* READING PASSAGE
☆ ☆ ☆

Goodbye, Franziska () is a 1941 German romance film directed by Helmut Käutner and starring Marianne Hoppe, Hans Söhnker and Fritz Odemar. It portrays the relationship between a globetrotting reporter and his devoted wife. The film was remade in 1957.

After World War II, the Allied Forces banned the film from being shown in the German-occupied area because of its ending, which reminded the viewers to support the war effort. Director Käutner was eventually able to convince officials that the propaganda sequence was in no way a reflection of his political ideology and was added at request of Nazi censors. The remainder of the film was fairly apolitical, and, as such, it was brought back in circulation a few years later; the propaganda end sequence is not seen on current prints of the film.

It was shot at the Tempelhof Studios.

Synopsis
Reisiger travels over the world, in search of news stories.  He meets and marries Franziska, after her pregnancy, but continues to leave her.  One colleague, dying, tells him to go home, and he returns.  When World War II breaks out, he  must leave again for war, and Franziska waits for him.

☆ ☆ ☆

* EXERCISES TO COMPLETE
• A. In the Goodbye, Franziska passage, at which studios was the film shot?
• B. Decide whether each statement agrees with the Goodbye, Franziska passage, answering yes or no and quoting the deciding words: (i) The film was remade in 1957. (ii) Käutner said the propaganda sequence reflected his political ideology. (iii) The propaganda end sequence can be seen on current prints of the film.
• C. Extend the Goodbye, Franziska passage, picking up right after its final sentence.
The items that follow the passage are separate material.

Source records:
☆ ☆ ☆

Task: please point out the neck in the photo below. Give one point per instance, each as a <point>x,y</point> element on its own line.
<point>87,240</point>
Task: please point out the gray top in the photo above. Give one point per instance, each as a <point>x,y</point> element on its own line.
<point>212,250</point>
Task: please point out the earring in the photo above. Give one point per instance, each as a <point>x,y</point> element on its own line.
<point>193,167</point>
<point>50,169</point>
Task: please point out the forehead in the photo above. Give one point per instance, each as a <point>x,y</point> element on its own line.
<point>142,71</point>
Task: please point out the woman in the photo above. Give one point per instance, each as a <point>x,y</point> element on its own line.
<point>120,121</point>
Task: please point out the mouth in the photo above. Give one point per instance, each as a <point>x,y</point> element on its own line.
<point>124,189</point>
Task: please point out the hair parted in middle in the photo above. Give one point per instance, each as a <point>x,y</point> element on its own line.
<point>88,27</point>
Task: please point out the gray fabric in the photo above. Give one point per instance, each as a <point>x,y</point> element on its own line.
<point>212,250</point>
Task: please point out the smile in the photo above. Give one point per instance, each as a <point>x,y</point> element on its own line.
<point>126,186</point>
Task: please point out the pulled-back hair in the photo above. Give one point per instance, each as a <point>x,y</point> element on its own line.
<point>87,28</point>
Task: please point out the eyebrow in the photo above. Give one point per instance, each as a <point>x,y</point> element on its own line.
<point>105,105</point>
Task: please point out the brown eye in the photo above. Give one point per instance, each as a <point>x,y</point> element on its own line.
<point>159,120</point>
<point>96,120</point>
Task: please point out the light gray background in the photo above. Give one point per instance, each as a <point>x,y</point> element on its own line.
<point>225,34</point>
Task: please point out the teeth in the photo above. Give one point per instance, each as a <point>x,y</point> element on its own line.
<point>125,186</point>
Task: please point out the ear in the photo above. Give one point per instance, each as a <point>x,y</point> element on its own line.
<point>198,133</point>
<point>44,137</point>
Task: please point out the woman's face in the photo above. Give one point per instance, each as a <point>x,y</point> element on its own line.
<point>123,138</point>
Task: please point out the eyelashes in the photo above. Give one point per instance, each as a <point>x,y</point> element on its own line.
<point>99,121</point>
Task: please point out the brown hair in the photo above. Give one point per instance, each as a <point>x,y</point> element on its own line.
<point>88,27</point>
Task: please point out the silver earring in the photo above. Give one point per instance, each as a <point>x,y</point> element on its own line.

☆ ☆ ☆

* ANSWERS
• A. At the Tempelhof Studios.

• B.
(i) Yes: "The film was remade in 1957."
(ii) No: "the propaganda sequence was in no way a reflection of his political ideology and was added at request of Nazi censors."
(iii) No: "the propaganda end sequence is not seen on current prints of the film."

• C.
Cast

 Marianne Hoppe as Franziska Tiemann
 Hans Söhnker as Michael Reisiger
 Fritz Odemar as Professor Tiemann
 Rudolf Fernau as Dr. Christoph Leitner
 Hermann Speelmans as Buck Standing
 Margot Hielscher as Helen Philips
 Herbert Hübner as Ted Simmons
 Frida Richard as Kathrin
 Klaus Pohl as Briefträger Pröckl
 Elmer Bantz as Der junge Begleiter von Helen Philips
 Traute Baumbach as Das mollige Animiermädchen in Seaman's Paradiese
 Louis Brody as Der Portier im südamerikanischen Hotel
 Josefine Dora as Frau Schöpf
 Angelo Ferrari as Gast im Seaman's Paradise
 Ursula Herking as Nettie
 Karl Jüstel as Gast im Seaman's Paradise
 Rudolf Kalvius as Ein Anwalt
 Gustl Kreusch as Animierdame
 Evelyn Künneke as Singer'Sing Nachtigall Sing'
 Renate Mannhardt as Die exotische Tänzerin
 Vera Mayr as Krankenschwester
 Annemarie Schäfer as Das melancholische Mädchen
 Marianne Stanior as Das Animiermädchen mit Michael
 Hans Wallner as Der Ober im Ratscafe
 Erich Ziegel as Arzt
 Ernö René
 Ruth Kruse
 Edith Hildebrandt
 Beryl Roberts
 Marianne Beckmann

References

Bibliography 
 Hake, Sabine. Popular Cinema of the Third Reich. University of Texas Press, 2001.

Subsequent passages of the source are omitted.